▸ **Items from an annotation dataset**:
- - -

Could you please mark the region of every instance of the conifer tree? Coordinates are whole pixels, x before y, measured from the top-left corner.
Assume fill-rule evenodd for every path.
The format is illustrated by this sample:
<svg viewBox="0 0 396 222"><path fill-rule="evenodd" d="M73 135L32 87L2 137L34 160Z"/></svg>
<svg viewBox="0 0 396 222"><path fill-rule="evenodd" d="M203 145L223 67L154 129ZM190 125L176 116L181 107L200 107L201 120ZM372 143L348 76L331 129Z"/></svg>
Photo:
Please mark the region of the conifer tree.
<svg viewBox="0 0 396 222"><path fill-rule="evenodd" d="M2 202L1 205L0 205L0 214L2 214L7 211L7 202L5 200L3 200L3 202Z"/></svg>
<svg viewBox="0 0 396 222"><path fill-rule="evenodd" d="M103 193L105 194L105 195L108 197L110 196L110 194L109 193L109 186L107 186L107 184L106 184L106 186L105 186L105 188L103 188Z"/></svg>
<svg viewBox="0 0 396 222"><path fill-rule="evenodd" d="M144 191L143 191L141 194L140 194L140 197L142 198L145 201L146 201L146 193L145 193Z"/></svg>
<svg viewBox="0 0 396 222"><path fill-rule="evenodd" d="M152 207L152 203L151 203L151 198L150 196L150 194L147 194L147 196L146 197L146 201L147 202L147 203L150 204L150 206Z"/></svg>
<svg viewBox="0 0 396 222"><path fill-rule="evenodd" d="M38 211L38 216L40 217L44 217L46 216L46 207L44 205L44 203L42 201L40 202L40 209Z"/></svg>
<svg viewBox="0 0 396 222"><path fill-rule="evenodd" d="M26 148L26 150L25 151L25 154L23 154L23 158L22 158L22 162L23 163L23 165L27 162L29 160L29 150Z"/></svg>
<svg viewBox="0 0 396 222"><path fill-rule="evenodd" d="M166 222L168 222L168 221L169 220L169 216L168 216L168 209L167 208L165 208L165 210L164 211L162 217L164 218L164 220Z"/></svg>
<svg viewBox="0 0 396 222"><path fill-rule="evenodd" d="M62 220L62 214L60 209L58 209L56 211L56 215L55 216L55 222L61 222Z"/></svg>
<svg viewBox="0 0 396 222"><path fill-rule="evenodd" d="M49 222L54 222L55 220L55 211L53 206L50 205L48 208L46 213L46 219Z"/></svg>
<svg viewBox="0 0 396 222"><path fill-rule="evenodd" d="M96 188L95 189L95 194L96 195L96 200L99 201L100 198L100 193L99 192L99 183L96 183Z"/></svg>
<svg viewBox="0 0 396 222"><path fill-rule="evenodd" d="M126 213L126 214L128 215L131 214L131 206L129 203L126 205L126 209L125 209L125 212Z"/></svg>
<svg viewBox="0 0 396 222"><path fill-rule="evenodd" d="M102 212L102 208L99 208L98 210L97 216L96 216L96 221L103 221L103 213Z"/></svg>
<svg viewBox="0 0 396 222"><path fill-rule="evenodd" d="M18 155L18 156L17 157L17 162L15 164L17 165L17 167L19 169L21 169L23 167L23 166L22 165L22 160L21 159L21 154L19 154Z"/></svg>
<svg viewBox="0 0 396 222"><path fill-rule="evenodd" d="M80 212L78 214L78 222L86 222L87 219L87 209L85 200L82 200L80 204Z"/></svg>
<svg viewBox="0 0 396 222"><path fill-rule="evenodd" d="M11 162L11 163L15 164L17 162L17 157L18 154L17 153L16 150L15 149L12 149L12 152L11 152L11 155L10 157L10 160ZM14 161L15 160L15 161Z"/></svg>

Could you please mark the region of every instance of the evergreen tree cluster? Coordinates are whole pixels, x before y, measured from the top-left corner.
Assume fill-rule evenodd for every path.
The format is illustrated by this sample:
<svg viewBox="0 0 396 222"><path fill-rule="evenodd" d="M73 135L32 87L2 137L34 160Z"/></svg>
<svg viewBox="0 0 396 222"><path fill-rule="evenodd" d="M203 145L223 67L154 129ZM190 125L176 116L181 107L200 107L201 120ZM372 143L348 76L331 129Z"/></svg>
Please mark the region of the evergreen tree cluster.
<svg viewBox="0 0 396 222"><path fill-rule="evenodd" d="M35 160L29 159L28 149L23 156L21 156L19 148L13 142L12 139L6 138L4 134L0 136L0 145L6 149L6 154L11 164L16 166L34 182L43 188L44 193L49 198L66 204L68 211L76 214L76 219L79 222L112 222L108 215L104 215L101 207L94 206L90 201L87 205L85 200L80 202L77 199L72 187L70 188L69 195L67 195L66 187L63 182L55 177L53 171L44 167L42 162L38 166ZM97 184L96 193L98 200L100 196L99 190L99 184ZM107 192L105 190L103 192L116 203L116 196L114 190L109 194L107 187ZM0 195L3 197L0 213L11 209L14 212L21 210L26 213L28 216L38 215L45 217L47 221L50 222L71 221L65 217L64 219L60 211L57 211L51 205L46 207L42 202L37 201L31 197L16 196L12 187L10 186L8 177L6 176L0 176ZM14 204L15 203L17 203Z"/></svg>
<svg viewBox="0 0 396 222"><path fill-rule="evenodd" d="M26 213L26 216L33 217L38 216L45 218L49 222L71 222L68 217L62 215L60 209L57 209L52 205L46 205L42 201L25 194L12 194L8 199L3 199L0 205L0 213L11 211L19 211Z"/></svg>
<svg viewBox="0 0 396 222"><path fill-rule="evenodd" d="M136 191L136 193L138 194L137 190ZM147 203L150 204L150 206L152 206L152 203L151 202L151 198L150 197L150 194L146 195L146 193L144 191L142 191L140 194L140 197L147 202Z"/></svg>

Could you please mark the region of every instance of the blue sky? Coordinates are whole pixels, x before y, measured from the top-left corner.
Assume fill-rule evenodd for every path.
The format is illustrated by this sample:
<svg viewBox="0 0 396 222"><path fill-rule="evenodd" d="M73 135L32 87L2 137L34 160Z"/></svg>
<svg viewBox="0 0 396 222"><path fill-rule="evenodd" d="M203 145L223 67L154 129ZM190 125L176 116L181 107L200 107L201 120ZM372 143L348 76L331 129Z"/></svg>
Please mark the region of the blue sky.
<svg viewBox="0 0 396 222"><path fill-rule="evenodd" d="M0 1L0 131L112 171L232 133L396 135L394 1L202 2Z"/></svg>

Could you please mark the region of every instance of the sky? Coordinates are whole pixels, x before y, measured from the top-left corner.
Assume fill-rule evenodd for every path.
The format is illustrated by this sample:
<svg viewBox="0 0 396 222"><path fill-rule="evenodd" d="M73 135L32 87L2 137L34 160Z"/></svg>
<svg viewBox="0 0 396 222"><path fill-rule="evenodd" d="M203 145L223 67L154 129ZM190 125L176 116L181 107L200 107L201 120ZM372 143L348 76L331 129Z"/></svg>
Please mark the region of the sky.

- - -

▸ **Short task**: Rewrite all of the items above, changing every "region" to "area" and leaving everything else as it is.

▸ **The reply**:
Could you please mark the area of every instance of the conifer tree? Coordinates are whole pixels, x before y, measured from the top-left corner.
Assume fill-rule evenodd for every path.
The format is illustrated by this sample:
<svg viewBox="0 0 396 222"><path fill-rule="evenodd" d="M73 135L32 87L2 137L34 160Z"/></svg>
<svg viewBox="0 0 396 222"><path fill-rule="evenodd" d="M203 145L223 67L154 129ZM190 125L176 116L181 107L200 107L201 120ZM372 143L348 76L331 129Z"/></svg>
Photo:
Please mark the area of the conifer tree.
<svg viewBox="0 0 396 222"><path fill-rule="evenodd" d="M2 202L1 205L0 205L0 214L2 214L7 211L7 202L5 200L3 200L3 202Z"/></svg>
<svg viewBox="0 0 396 222"><path fill-rule="evenodd" d="M103 193L105 194L105 195L108 197L110 196L110 194L109 193L109 186L107 186L107 184L106 184L106 186L105 186L105 188L103 188Z"/></svg>
<svg viewBox="0 0 396 222"><path fill-rule="evenodd" d="M144 191L143 191L141 194L140 194L140 197L142 198L145 201L146 201L146 193L145 193Z"/></svg>
<svg viewBox="0 0 396 222"><path fill-rule="evenodd" d="M152 207L152 203L151 203L151 198L150 196L150 194L147 194L147 196L146 197L146 201L147 202L147 203L150 204L150 206Z"/></svg>
<svg viewBox="0 0 396 222"><path fill-rule="evenodd" d="M38 211L38 216L40 217L44 217L46 216L46 207L44 205L44 203L42 201L40 202L40 209Z"/></svg>
<svg viewBox="0 0 396 222"><path fill-rule="evenodd" d="M26 148L26 150L25 151L25 154L23 154L23 158L22 158L22 162L23 163L23 165L27 162L29 160L29 150Z"/></svg>
<svg viewBox="0 0 396 222"><path fill-rule="evenodd" d="M166 222L168 222L168 221L169 220L169 216L168 216L168 209L167 208L165 208L165 210L164 211L162 217L164 218L164 220Z"/></svg>
<svg viewBox="0 0 396 222"><path fill-rule="evenodd" d="M62 220L62 214L60 209L58 209L56 211L56 215L55 216L55 222L61 222Z"/></svg>
<svg viewBox="0 0 396 222"><path fill-rule="evenodd" d="M49 222L54 222L55 220L55 211L53 206L50 205L48 208L46 213L46 219Z"/></svg>
<svg viewBox="0 0 396 222"><path fill-rule="evenodd" d="M96 188L95 189L95 194L96 195L96 200L99 201L100 198L100 193L99 192L99 183L96 183Z"/></svg>
<svg viewBox="0 0 396 222"><path fill-rule="evenodd" d="M126 213L126 214L128 215L131 214L131 206L129 203L126 205L126 209L125 209L125 212Z"/></svg>
<svg viewBox="0 0 396 222"><path fill-rule="evenodd" d="M102 212L102 208L99 208L98 210L97 216L96 216L96 221L103 221L103 213Z"/></svg>
<svg viewBox="0 0 396 222"><path fill-rule="evenodd" d="M18 155L18 156L17 157L17 162L15 164L17 165L17 167L19 169L21 169L23 167L23 166L22 165L22 160L21 159L21 154L19 154Z"/></svg>
<svg viewBox="0 0 396 222"><path fill-rule="evenodd" d="M80 212L78 214L78 222L86 222L87 219L87 209L85 200L82 200L80 204Z"/></svg>
<svg viewBox="0 0 396 222"><path fill-rule="evenodd" d="M11 162L11 163L15 164L17 162L17 157L18 154L17 153L16 150L15 149L12 149L12 152L11 152L11 155L10 157L10 160ZM14 161L15 160L15 161Z"/></svg>

Could you please mark the area of every instance of the evergreen tree cluster? Coordinates are whole pixels, x before y, measured from the top-left corner.
Assume fill-rule evenodd for every path.
The format is illustrated by this sample:
<svg viewBox="0 0 396 222"><path fill-rule="evenodd" d="M73 135L32 87L2 137L34 160Z"/></svg>
<svg viewBox="0 0 396 222"><path fill-rule="evenodd" d="M203 145L223 67L154 129ZM190 125L176 116L181 107L200 107L201 120ZM372 143L348 76L331 129Z"/></svg>
Please mark the area of the evergreen tree cluster.
<svg viewBox="0 0 396 222"><path fill-rule="evenodd" d="M35 160L29 159L28 149L23 156L21 156L19 148L13 142L12 139L6 138L4 134L0 136L0 145L6 149L6 154L11 164L16 166L34 182L43 188L44 193L49 198L66 204L68 211L76 214L76 219L79 222L112 222L108 215L104 215L101 207L94 206L90 201L87 205L85 200L80 202L77 199L72 187L70 188L69 195L67 195L66 187L63 182L55 177L53 171L44 167L42 162L38 166ZM97 184L96 193L98 200L100 196L99 190L99 184ZM107 192L105 190L103 192L116 203L116 196L114 190L109 194L107 187ZM0 195L3 197L0 213L11 209L14 212L21 210L26 213L28 216L38 215L45 217L47 221L50 222L71 221L65 217L64 219L60 211L57 211L51 205L46 207L42 202L37 201L31 197L16 196L12 187L10 186L8 177L6 176L0 176ZM14 204L15 203L17 203Z"/></svg>
<svg viewBox="0 0 396 222"><path fill-rule="evenodd" d="M26 213L26 216L33 217L38 216L45 218L49 222L71 222L68 217L62 215L60 209L57 209L52 205L46 205L42 201L25 194L12 194L8 199L3 199L0 205L0 213L11 211L19 211Z"/></svg>
<svg viewBox="0 0 396 222"><path fill-rule="evenodd" d="M136 191L136 193L138 194L137 190ZM147 203L150 204L150 206L152 206L152 203L151 202L151 198L150 197L150 194L146 195L146 193L144 191L142 191L140 194L140 197L147 202Z"/></svg>

Could you please mark the area of every instance of the blue sky? Coordinates are whole pixels, x before y, measured from the top-left corner.
Assume fill-rule evenodd for every path.
The format is illustrated by this sample:
<svg viewBox="0 0 396 222"><path fill-rule="evenodd" d="M73 135L32 87L2 137L34 160Z"/></svg>
<svg viewBox="0 0 396 222"><path fill-rule="evenodd" d="M203 145L223 67L154 129ZM190 125L176 116L181 107L200 107L201 120ZM372 143L348 76L331 129Z"/></svg>
Please mark the area of the blue sky.
<svg viewBox="0 0 396 222"><path fill-rule="evenodd" d="M0 1L0 131L112 171L232 133L396 135L394 1L202 2Z"/></svg>

Could you please mark the area of every instance of the sky? Coordinates are whole pixels, x before y, measured from the top-left corner.
Assume fill-rule evenodd for every path.
The format is illustrated by this sample:
<svg viewBox="0 0 396 222"><path fill-rule="evenodd" d="M73 135L32 87L2 137L34 160Z"/></svg>
<svg viewBox="0 0 396 222"><path fill-rule="evenodd" d="M203 145L223 67L154 129ZM190 125L176 116L181 107L200 107L201 120ZM372 143L348 76L331 129Z"/></svg>
Please mark the area of the sky.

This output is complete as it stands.